• [Objective]: Which lines of the data contain the word "white"? List each one in full.

——————————

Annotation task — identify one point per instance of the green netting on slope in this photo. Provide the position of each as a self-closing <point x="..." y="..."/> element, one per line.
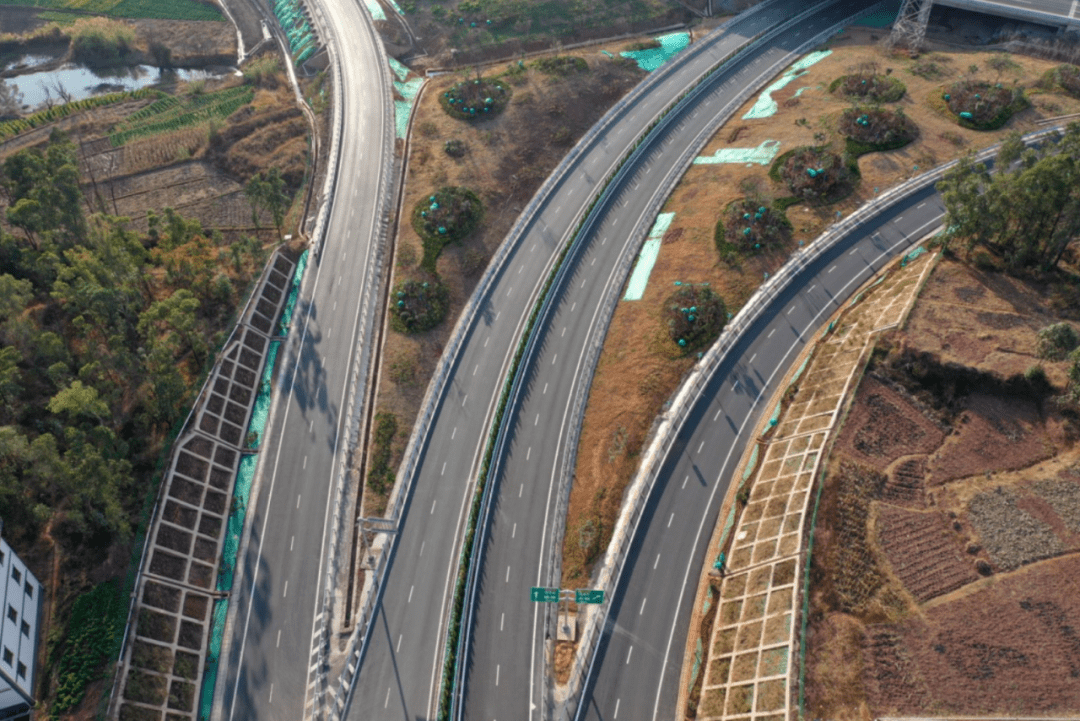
<point x="766" y="107"/>
<point x="761" y="154"/>
<point x="404" y="108"/>
<point x="286" y="314"/>
<point x="210" y="675"/>
<point x="376" y="10"/>
<point x="261" y="408"/>
<point x="650" y="59"/>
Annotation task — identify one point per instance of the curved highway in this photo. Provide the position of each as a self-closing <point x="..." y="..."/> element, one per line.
<point x="401" y="661"/>
<point x="267" y="653"/>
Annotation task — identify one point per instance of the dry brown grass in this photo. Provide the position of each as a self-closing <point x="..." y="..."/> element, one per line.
<point x="637" y="370"/>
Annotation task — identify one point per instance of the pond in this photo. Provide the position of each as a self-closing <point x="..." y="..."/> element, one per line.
<point x="81" y="82"/>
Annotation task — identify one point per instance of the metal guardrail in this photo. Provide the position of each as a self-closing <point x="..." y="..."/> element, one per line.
<point x="653" y="458"/>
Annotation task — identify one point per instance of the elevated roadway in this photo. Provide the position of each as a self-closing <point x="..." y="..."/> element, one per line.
<point x="267" y="654"/>
<point x="401" y="662"/>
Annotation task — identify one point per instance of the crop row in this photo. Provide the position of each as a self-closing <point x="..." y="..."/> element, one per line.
<point x="173" y="107"/>
<point x="12" y="127"/>
<point x="221" y="109"/>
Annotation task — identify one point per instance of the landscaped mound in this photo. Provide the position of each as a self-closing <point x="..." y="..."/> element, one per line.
<point x="696" y="316"/>
<point x="747" y="226"/>
<point x="981" y="106"/>
<point x="448" y="215"/>
<point x="814" y="174"/>
<point x="873" y="128"/>
<point x="869" y="86"/>
<point x="417" y="305"/>
<point x="564" y="65"/>
<point x="475" y="99"/>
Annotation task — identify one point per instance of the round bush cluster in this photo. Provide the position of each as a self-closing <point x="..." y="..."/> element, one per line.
<point x="869" y="86"/>
<point x="418" y="305"/>
<point x="447" y="215"/>
<point x="877" y="128"/>
<point x="981" y="106"/>
<point x="817" y="175"/>
<point x="696" y="316"/>
<point x="475" y="99"/>
<point x="747" y="227"/>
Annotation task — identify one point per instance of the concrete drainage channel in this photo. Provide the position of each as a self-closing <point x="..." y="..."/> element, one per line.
<point x="178" y="610"/>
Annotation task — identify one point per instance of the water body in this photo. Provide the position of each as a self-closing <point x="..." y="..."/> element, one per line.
<point x="82" y="82"/>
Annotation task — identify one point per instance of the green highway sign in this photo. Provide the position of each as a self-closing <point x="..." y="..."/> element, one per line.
<point x="589" y="596"/>
<point x="541" y="595"/>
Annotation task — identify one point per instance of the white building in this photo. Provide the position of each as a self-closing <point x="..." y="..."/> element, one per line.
<point x="21" y="604"/>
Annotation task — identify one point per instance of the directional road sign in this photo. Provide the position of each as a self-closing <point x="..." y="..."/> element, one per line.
<point x="541" y="595"/>
<point x="589" y="596"/>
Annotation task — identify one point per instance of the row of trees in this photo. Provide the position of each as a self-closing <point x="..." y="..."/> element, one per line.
<point x="103" y="332"/>
<point x="1028" y="212"/>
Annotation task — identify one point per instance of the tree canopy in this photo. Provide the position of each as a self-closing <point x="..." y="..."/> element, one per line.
<point x="1027" y="212"/>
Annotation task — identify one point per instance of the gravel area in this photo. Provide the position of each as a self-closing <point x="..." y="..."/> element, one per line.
<point x="1011" y="535"/>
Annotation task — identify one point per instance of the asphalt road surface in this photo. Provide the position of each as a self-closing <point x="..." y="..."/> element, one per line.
<point x="402" y="661"/>
<point x="508" y="633"/>
<point x="268" y="647"/>
<point x="638" y="664"/>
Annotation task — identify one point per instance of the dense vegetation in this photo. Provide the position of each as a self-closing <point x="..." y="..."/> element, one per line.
<point x="1027" y="214"/>
<point x="104" y="335"/>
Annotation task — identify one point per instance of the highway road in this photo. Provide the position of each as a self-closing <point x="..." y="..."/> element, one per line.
<point x="402" y="660"/>
<point x="508" y="631"/>
<point x="270" y="628"/>
<point x="638" y="663"/>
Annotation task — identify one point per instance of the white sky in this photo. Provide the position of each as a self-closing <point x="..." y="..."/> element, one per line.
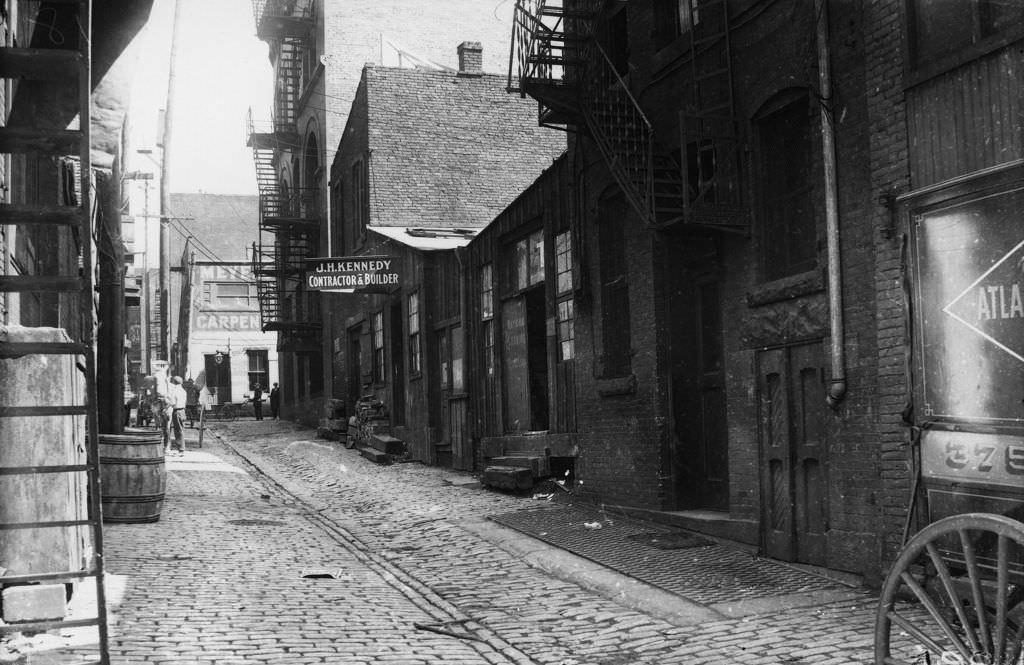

——————————

• [Solution to this task]:
Annotation task — identify one point per instance of the white building in this photo. Provide the position of each as a self-closing <point x="..." y="..."/> element, one per line.
Annotation task — identify one point per instance of the white sky in this photo. Provide the position of each as a self-closing <point x="..." y="..."/> element, one per line.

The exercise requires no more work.